## WHAT TO DO
Identify each line in the material below that contains the string "mountain" and copy those lines.

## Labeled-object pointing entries

--- --- ---

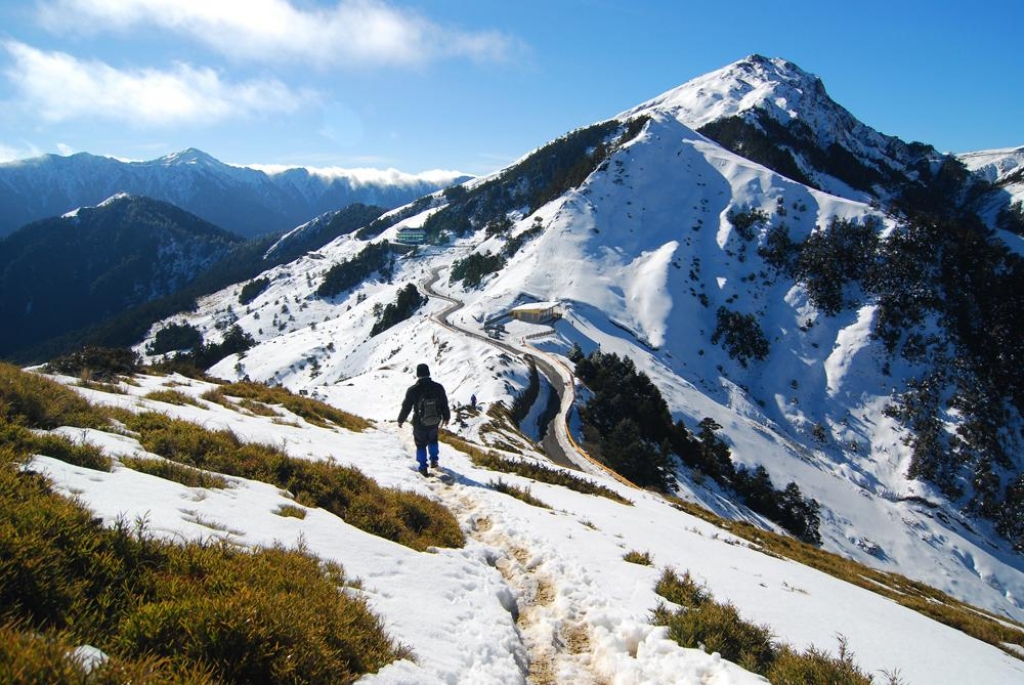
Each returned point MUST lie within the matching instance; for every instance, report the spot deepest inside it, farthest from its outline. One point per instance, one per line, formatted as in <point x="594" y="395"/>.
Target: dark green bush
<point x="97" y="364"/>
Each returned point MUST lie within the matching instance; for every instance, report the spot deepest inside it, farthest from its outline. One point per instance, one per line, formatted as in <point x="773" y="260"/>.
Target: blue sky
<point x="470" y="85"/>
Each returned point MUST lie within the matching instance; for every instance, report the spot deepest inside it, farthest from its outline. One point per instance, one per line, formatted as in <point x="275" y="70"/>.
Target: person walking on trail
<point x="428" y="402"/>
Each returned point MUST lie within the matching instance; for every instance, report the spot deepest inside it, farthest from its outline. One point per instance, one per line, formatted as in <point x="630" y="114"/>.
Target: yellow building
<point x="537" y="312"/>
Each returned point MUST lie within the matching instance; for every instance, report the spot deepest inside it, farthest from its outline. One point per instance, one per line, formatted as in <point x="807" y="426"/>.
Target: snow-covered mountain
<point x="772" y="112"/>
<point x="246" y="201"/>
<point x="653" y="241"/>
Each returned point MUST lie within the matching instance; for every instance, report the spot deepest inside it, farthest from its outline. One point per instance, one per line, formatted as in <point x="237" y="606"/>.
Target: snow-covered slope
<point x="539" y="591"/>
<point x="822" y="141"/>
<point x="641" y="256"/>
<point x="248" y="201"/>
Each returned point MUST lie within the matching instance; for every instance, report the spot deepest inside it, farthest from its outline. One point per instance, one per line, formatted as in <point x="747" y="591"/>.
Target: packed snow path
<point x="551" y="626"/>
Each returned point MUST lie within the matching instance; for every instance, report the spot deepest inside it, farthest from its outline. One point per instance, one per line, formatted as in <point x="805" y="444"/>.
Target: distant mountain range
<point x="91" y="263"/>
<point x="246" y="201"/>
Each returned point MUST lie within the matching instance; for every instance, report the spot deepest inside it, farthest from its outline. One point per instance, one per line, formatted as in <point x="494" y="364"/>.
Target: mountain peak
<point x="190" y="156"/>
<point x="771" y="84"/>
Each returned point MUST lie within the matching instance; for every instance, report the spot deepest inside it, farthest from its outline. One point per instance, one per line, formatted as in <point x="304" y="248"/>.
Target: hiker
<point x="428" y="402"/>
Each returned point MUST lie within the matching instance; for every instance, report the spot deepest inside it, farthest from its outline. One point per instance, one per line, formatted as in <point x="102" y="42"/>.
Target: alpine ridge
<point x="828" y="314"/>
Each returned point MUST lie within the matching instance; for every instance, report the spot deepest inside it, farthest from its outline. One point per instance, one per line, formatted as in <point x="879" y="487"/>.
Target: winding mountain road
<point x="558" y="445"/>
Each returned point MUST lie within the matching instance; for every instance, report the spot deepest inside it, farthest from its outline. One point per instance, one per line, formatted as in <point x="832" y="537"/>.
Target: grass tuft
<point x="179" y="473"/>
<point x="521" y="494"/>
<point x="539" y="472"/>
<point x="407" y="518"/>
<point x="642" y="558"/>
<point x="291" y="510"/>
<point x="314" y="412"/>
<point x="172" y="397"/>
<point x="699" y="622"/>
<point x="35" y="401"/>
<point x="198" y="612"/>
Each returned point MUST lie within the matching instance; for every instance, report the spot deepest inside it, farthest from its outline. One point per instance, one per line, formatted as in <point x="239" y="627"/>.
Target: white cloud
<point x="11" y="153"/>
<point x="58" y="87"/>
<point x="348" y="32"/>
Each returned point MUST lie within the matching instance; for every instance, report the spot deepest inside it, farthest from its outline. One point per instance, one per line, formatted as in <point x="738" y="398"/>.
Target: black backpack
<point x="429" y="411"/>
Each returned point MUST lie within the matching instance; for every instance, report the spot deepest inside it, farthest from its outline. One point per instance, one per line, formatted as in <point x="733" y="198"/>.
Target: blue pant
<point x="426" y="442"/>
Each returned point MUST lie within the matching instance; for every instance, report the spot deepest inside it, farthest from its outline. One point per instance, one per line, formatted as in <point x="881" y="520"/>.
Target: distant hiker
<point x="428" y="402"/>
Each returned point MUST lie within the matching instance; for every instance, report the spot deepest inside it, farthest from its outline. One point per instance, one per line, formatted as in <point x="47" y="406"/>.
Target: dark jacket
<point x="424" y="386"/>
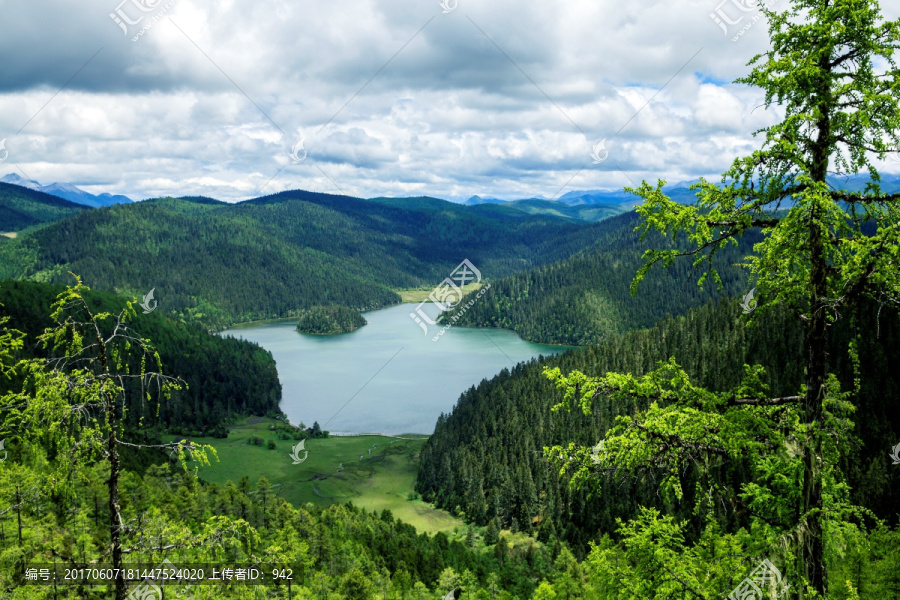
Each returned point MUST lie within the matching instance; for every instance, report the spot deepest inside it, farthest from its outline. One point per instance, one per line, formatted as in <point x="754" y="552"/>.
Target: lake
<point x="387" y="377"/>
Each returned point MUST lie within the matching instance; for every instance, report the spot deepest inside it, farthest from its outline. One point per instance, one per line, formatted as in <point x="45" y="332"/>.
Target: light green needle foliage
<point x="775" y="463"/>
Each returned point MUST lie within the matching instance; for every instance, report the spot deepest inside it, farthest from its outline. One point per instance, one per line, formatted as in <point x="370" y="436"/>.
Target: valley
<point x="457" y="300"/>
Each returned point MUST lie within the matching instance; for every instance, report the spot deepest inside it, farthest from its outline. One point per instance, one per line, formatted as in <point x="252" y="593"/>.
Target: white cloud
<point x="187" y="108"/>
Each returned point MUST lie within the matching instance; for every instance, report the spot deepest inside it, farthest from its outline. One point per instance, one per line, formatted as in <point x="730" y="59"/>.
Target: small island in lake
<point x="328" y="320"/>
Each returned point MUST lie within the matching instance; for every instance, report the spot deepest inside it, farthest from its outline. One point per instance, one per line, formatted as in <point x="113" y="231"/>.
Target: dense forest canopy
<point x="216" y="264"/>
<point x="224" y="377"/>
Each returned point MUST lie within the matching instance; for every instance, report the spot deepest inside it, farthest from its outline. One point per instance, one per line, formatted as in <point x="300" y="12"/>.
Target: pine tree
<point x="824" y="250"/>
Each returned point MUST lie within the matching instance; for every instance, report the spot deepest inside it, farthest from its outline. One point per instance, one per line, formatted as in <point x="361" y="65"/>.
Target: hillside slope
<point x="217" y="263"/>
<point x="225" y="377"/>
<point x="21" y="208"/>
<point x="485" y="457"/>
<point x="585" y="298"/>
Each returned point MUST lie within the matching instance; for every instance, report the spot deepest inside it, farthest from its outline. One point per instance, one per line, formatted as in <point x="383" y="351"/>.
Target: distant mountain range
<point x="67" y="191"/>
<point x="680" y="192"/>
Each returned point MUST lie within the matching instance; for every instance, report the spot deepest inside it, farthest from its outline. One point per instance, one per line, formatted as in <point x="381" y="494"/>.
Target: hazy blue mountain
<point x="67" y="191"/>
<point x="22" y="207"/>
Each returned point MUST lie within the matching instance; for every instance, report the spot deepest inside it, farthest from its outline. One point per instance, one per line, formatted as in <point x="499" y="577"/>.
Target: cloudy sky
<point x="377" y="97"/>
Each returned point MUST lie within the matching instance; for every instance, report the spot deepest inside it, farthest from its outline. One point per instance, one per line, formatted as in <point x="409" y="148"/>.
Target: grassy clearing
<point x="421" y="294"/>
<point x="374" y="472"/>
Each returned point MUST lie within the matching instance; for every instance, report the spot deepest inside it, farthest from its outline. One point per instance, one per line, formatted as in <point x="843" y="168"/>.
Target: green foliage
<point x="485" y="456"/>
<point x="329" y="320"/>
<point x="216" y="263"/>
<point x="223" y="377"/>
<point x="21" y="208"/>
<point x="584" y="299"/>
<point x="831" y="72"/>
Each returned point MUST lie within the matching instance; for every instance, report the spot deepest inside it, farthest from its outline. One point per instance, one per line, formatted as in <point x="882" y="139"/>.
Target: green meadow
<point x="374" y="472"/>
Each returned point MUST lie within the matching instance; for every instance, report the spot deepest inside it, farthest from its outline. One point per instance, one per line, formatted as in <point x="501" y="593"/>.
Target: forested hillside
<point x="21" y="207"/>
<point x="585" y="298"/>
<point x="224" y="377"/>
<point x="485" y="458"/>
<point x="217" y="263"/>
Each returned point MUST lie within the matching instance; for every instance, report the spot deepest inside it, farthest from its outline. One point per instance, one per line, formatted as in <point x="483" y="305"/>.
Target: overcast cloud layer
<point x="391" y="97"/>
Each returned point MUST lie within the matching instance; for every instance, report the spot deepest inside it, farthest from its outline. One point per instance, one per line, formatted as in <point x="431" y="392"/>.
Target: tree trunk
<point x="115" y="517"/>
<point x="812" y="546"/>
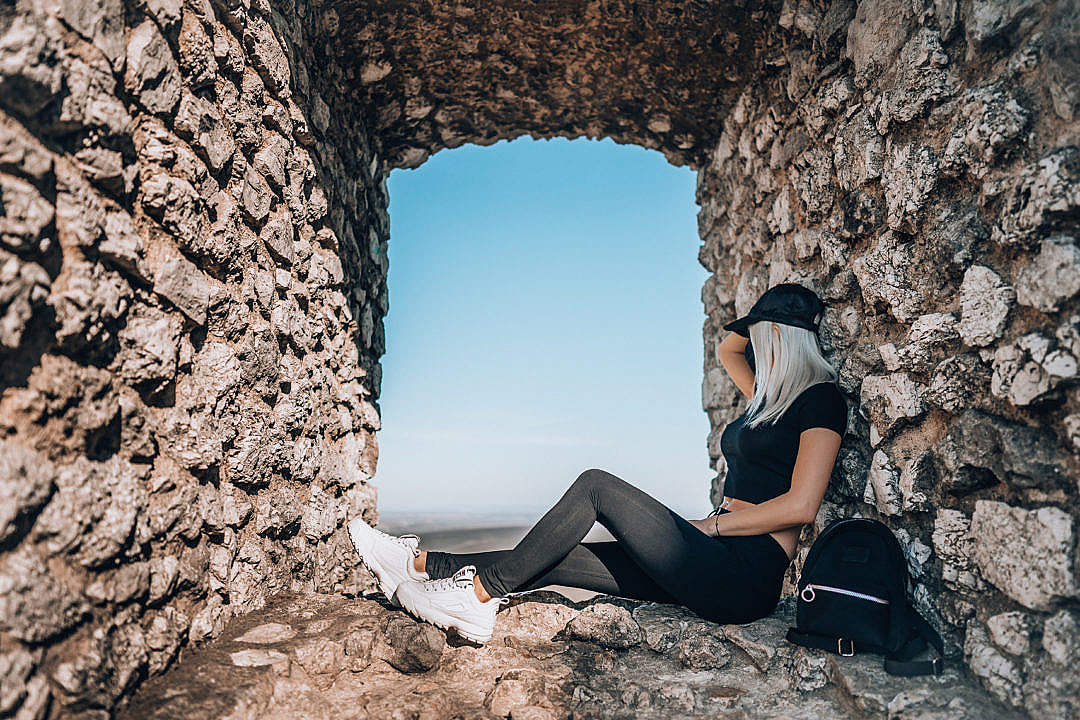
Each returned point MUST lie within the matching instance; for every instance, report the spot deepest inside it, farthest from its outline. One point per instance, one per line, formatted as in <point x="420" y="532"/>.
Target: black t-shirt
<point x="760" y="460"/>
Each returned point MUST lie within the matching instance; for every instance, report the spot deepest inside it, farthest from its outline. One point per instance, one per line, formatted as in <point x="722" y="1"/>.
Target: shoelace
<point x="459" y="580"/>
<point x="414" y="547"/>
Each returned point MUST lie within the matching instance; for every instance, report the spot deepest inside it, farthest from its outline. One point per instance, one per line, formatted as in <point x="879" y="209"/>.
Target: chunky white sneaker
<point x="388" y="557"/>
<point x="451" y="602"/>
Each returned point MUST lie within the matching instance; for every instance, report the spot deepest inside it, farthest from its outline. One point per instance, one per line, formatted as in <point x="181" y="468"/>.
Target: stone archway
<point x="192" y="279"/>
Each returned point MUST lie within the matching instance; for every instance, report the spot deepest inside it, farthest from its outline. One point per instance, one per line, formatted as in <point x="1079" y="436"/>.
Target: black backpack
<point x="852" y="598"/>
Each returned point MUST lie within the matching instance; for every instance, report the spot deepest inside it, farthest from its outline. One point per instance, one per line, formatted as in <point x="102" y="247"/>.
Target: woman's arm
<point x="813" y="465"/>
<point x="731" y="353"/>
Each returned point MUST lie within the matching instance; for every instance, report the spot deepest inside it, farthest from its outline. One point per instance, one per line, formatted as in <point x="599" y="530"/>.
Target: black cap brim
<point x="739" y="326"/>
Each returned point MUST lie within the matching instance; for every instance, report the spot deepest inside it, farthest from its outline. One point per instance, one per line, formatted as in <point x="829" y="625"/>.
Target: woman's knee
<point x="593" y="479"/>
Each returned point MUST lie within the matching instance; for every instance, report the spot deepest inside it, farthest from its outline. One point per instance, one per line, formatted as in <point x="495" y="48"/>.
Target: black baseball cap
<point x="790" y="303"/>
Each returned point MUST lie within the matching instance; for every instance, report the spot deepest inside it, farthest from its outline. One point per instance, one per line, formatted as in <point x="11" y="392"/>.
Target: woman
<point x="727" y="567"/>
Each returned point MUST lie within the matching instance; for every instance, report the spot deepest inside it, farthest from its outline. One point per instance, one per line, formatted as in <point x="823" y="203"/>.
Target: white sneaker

--- --- ---

## OUTPUT FOR THIS EXERCISE
Target: snow-covered mountain
Target: distant mountain range
Target: mountain peak
Target: winding mountain road
Target: distant mountain range
Target: hazy blue mountain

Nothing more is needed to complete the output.